» **Условие задачи a**:
Что, согласно тексту ниже о студенческом баскетболе, в команде отслеживали детально, начиная с прихода на площадку? Перечислите все пункты.

» **Приведенный текст**:

────────

А когда мы начали играть, тренироваться, пошли дружественные первые товарищеские игры, то я такая — фрешмен-фрешмен, но я 20 забиваю, а ты — 10. Тренер был совершенно адекватный, он все прекрасно про меня понял. Я не  начала сезон, я подвернула ногу, к  сожалению, до начала сезона, там была маленькая легкая травма, но я пропустила пару игр. Но через месяц я уже выхожу в старте, я играю наравне со всеми. В этом плане было довольно-таки просто.

— Прошла легендарную, на мой взгляд, лучшую баскетбольную программу женскую в соединенных штатах. Ты работала с легендарным тренером. Расскажи — какая специфика, что отличало вас в целом от NCAA? Что было там уникального?

— Ну, традиция сумасшедшая. Сейчас он работает около 30 лет, если я не ошибаюсь, может даже больше. Он где-то 35 сезонов работает в одной единственной команде. Начиная с того, как ты пришел на площадку, как ты смотришь на тренера, как ты одет. Если у тебя майка не заправлена, то тебе сразу сделают замечание, как ты разминаешься. Вот все это детально было собрано до уровня, что мы лучше. Мне было сложно с кем-то сравнить, потому что я же не знала другие клубы, я не смотрела телевидение. Но я понимала, что здесь очень все серьезно, очень все серьезно. Когда мы один единственный раз проиграли, я подумала «ну что? Середина сезона, проиграли». А люди чуть ли не рыдали в раздевалке. Я еще думала: «А что они так расстраиваются? Мы свою позицию в конференции не потеряли. То есть это игра, которая ничего не значит. На следующий день, когда я пришла на тренировку, я поняла, почему они плакали. Они настолько боялись прийти на эту тренировку после поражения... Потому что там творился ад. То есть тебя наказывают так, начиная с первого упражнения, что, я извиняюсь за подробности, людей тошнило после ускорений, после всего. То есть ты делаешь какие-то определенные базовые упражнения, ты делаешь повторения 100 раз. Тебя специально мучают, насилуют, чтобы ты понимал, что ты сейчас это не сделал, потому что ты вчера это не сделал и ты проиграл. И тебе пытаются в голову через эту мышечную суперинтенсивность вдолбить, что так делать нельзя. Потому что из-за этого ты проигрываешь. А проигрывать мы не хотим, потому что мы команда чемпионов, и у нас по годам — в первом 3-4 поражения, а в последнем одно поражение за весь сезон. То есть я всего проиграла меньше 10 игр за всю студенческую жизнь. Практически все тренировки после проигрыша я помню.

────────

» **Условие задачи b**:
Можете дословно переписать все строки, которые идут ниже, сразу после текста? Изображения в ответ не включайте.

» **Исходные данные**:
────────

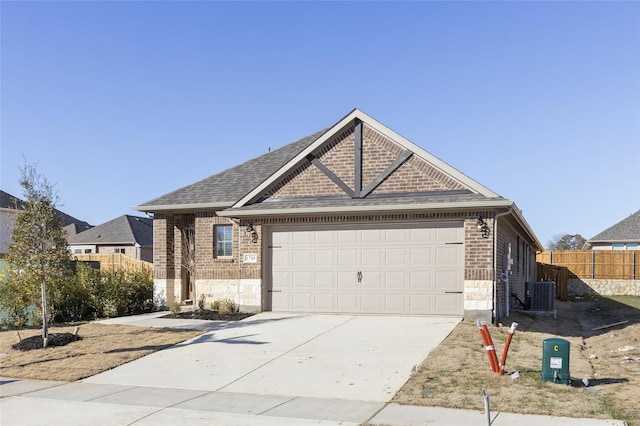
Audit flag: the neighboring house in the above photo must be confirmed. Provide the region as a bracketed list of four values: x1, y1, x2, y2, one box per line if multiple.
[585, 210, 640, 250]
[68, 215, 153, 262]
[135, 109, 543, 320]
[0, 191, 91, 258]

────────

» **Готовое решение a**:
- как ты пришел на площадку
- как ты смотришь на тренера
- как ты одет (например, заправлена ли майка)
- как ты разминаешься

» **Готовое решение b**:
Audit flag: the neighboring house in the above photo must be confirmed. Provide the region as a bracketed list of four values: x1, y1, x2, y2, one box per line if multiple.
[585, 210, 640, 250]
[68, 215, 153, 262]
[135, 109, 543, 320]
[0, 191, 91, 258]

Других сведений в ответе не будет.